While 70% of the 2,500 investors with assets of between $1 million and $10 million participating in the study have had an advisor since an average age of age of 43, that relationship isn't always exclusive: just over a third, (34%) say they have "two or more" advisors. These relationships last an average of 10 years. Of the 30% that don't currently have an advisor, nearly half said they plan to find an advisor within a year, and "more than a quarter of those are likely to use an independent advisor," according to the study.

Of the millionaires who already have an advisor, 22% get advice from independent advisors, and they place more of their investable wealth with independent advisors than any other category of advisor, an average of 56% of their assets. Participants who selected independent advisors did so because they felt (73%) that independent advisors put the client's "interests ahead of the firm's;" made objective recommendations (68%); and did not push (61%) "a particular firm's products."

Overall, the millionaires who participated in the Study are positive in their outlook for five "Current Confidence" factors: "the stock market, consumer spending, the economy, business spending and the value of real estate." The survey participants say they are much more "cautious" in their outlook for next year, though they appear to be treating that less-positive outlook as a potential buying opportunity, with only 6% saying they'd invest less in stocks next year, and 30% saying the would invest more in stocks. "What this shows," says FRIAG Senior VP Emily Chien, in the announcement, "is that a tentative outlook by millionaires does not necessarily mean a reduction in investment activity."

#### Required work:
1 - According to the passage on the millionaire investor study, what percentage of the millionaires who already have an advisor get advice from independent advisors?
2 - Reproduce the part of the millionaire investor study passage between "While 70% of" and "to the study.", inclusive.
The rows after this passage are separate material and have no connection to it.

#### Dataset entries:
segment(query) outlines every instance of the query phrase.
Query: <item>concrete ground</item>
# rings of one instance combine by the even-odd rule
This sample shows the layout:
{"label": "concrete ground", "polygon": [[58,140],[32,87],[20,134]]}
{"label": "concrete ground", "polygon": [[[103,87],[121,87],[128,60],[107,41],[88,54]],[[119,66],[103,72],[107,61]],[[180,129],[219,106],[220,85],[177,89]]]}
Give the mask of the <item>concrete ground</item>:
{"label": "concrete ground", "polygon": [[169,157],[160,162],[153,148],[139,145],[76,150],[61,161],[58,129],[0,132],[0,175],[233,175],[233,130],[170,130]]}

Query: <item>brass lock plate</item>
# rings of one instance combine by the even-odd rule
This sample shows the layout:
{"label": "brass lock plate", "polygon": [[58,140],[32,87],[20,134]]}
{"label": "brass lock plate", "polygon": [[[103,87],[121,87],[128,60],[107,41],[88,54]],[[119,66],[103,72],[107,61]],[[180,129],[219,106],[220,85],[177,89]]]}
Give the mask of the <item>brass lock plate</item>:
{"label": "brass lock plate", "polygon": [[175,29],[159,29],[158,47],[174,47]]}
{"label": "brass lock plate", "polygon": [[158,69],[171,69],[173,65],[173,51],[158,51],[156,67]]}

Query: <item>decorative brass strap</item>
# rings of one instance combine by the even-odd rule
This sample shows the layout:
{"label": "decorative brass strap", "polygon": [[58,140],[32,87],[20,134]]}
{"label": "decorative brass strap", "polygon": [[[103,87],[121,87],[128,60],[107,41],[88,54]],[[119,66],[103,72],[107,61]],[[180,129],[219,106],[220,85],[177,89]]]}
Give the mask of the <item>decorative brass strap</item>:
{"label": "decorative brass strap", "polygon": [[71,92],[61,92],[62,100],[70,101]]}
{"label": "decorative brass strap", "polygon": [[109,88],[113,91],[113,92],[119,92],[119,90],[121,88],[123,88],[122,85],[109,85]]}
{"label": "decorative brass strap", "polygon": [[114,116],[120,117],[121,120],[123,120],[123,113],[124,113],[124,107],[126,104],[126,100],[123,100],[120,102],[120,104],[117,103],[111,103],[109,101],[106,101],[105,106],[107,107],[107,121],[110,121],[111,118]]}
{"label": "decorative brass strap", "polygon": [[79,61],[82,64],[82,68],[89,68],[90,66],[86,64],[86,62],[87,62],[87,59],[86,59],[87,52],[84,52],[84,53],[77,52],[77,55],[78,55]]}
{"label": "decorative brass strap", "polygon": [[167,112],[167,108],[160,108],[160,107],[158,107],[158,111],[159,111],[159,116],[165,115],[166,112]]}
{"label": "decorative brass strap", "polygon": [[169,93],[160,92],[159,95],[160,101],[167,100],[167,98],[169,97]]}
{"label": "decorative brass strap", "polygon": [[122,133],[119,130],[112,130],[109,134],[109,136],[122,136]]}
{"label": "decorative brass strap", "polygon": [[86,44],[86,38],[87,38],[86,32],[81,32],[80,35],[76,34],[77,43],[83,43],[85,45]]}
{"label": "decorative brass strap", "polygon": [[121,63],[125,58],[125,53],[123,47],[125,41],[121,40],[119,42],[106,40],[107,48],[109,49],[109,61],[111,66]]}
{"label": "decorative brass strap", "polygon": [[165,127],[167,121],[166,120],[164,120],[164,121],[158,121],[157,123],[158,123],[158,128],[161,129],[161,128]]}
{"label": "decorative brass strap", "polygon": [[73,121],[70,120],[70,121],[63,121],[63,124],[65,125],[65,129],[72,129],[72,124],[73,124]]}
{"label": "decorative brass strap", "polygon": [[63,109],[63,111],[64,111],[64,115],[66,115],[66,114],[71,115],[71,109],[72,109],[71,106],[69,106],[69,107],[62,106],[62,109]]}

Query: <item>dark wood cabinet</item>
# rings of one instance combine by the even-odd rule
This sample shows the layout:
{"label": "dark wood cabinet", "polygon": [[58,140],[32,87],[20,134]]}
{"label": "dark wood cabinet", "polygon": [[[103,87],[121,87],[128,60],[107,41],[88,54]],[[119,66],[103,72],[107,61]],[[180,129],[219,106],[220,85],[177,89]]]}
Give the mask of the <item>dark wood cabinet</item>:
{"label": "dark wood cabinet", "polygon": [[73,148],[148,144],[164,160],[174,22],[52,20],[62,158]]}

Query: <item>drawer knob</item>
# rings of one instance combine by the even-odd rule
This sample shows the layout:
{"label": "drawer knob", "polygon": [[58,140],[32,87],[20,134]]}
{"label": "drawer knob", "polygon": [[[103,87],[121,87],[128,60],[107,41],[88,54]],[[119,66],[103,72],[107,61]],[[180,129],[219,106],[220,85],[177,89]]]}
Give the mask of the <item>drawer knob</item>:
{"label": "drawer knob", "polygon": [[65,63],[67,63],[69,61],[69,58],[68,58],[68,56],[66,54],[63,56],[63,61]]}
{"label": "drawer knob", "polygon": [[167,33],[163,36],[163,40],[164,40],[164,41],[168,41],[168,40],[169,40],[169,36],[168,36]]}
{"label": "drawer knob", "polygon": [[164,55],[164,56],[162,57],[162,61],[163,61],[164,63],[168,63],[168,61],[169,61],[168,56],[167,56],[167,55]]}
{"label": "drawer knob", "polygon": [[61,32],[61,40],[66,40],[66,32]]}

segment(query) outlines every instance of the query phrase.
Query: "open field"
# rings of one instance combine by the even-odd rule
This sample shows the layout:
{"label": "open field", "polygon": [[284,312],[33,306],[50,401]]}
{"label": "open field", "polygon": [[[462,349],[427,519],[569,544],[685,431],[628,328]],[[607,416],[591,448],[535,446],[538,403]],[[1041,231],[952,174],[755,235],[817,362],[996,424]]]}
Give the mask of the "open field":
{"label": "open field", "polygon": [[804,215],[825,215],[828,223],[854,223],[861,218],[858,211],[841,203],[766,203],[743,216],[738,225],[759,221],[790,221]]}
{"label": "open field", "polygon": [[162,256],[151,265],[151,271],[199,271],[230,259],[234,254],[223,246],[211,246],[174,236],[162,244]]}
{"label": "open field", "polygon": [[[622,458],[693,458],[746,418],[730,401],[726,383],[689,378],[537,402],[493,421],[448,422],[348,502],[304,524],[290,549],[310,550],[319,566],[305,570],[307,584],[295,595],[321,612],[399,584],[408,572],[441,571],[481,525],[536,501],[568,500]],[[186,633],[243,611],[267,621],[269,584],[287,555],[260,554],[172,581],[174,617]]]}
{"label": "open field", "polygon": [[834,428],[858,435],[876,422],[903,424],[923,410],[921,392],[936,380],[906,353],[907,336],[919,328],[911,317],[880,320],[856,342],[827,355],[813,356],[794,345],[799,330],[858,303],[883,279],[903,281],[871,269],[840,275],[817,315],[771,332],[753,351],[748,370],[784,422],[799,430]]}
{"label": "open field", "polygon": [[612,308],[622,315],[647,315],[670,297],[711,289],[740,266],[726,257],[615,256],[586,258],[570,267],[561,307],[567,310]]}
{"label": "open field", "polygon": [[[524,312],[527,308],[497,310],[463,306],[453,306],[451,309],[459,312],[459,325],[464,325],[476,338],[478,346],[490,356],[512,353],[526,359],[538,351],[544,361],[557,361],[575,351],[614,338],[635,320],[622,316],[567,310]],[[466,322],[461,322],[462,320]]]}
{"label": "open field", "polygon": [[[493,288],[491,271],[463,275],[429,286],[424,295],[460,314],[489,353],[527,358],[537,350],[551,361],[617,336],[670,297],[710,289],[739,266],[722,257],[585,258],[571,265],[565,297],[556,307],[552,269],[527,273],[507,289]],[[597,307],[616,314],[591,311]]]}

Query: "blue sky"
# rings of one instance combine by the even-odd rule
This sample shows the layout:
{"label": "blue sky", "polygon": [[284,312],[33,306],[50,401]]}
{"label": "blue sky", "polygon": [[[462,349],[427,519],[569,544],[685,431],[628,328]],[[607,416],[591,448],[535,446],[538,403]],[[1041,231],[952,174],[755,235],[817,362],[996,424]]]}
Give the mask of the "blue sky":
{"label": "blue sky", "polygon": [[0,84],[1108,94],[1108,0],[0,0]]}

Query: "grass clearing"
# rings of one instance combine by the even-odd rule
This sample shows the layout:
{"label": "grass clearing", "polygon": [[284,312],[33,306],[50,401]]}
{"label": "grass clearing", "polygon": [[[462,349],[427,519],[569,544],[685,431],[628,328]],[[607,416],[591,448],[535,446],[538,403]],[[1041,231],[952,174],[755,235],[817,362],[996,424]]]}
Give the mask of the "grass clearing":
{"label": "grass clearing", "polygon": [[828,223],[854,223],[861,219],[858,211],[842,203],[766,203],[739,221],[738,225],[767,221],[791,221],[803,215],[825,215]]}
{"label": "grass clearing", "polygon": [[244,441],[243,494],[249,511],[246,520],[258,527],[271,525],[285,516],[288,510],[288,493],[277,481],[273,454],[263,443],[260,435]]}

#### Response list:
1 - 22%

2 -
While 70% of the 2,500 investors with assets of between $1 million and $10 million participating in the study have had an advisor since an average age of age of 43, that relationship isn't always exclusive: just over a third, (34%) say they have "two or more" advisors. These relationships last an average of 10 years. Of the 30% that don't currently have an advisor, nearly half said they plan to find an advisor within a year, and "more than a quarter of those are likely to use an independent advisor," according to the study.